Data extracted from a collection
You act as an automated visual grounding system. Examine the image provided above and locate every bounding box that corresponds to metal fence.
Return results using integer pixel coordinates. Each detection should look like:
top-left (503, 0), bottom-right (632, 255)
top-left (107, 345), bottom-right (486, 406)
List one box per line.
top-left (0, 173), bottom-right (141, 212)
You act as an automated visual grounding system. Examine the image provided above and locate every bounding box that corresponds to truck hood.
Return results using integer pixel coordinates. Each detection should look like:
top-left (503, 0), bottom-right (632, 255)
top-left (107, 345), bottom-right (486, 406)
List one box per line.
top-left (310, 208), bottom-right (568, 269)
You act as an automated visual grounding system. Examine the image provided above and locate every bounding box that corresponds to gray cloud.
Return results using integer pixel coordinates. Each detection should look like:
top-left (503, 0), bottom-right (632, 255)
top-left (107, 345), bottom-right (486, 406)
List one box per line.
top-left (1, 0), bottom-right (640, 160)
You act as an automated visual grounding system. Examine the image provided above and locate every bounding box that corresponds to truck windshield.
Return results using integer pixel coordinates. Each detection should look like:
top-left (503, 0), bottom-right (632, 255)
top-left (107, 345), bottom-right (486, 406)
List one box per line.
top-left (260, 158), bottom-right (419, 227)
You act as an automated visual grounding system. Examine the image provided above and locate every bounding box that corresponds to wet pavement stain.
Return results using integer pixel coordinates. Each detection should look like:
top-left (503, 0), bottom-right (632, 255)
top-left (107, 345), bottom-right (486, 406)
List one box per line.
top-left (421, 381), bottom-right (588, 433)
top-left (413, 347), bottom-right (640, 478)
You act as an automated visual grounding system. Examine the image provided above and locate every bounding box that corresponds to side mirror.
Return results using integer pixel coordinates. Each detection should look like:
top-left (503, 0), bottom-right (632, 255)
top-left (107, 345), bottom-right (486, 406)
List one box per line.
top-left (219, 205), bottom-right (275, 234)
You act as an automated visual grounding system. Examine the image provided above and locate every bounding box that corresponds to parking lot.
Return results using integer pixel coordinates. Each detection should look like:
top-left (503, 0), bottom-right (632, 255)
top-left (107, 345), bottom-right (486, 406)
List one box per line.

--

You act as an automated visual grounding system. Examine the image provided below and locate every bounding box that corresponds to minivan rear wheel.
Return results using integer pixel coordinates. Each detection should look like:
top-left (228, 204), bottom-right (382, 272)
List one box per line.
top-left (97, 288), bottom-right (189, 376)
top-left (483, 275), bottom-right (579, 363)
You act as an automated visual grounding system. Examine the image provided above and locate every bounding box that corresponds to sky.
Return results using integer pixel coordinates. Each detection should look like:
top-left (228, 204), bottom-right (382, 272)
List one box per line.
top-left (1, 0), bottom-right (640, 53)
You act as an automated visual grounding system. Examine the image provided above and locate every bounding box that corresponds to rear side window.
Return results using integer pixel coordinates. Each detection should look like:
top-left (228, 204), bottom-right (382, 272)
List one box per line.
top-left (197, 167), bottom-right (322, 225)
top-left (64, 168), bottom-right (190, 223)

EXERCISE BRIEF –
Search the data for the string "above" and say how many lines include it, giving only the number.

REPLY TO THE TASK –
9